───── Text

Furthermore, many types of dangerous and destructive weather occur on the mesoscale.  Thunderstorms can spawn destructive hail, damaging wind gusts, flooding rains, and even tornadoes.  These phenomena can be a threat to both life and property, and understanding mesoscale meteorology is critical to making accurate short-term weather forecasts and assessing potentially life-threatening risks.

What will you learn in this course?

Your journey through mesoscale forecasting will begin by defining the mesoscale and drawing comparisons and contrasts with the large-scale weather systems you studied in METEO 101.  Indeed, a sound knowledge of synoptic-scale weather systems is critical in making mesoscale weather forecasts, and you'll explore the connection early in the course.  You'll learn about a variety of mesoscale forecasting tools, take an in-depth look at skew-T / log-p diagrams, and develop conceptual models of a wide variety of mesoscale weather phenomena.  While many of the topics covered in METEO 361 relate to the development, evolution, and prediction of deep, moist convection, you'll also learn about other various topics, as the course outline below demonstrates.

──────────

Activity. Translate this sentence from the mesoscale meteorology text into Spanish: "Thunderstorms can spawn destructive hail, damaging wind gusts, flooding rains, and even tornadoes."

───── Information given

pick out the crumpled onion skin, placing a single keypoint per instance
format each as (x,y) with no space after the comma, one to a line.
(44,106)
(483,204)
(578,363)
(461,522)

──────────
───── Information given

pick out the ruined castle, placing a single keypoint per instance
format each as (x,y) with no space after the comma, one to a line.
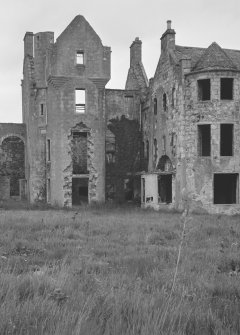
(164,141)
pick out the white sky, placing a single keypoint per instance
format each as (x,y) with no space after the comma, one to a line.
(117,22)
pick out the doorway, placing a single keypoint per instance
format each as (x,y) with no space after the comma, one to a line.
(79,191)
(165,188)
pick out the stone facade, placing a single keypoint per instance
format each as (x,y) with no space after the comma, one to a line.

──────────
───── Information given

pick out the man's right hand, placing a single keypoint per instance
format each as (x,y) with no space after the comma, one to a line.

──────────

Result of this exercise. Las tormentas eléctricas pueden generar granizo destructivo, ráfagas de viento dañinas, lluvias que causan inundaciones e incluso tornados.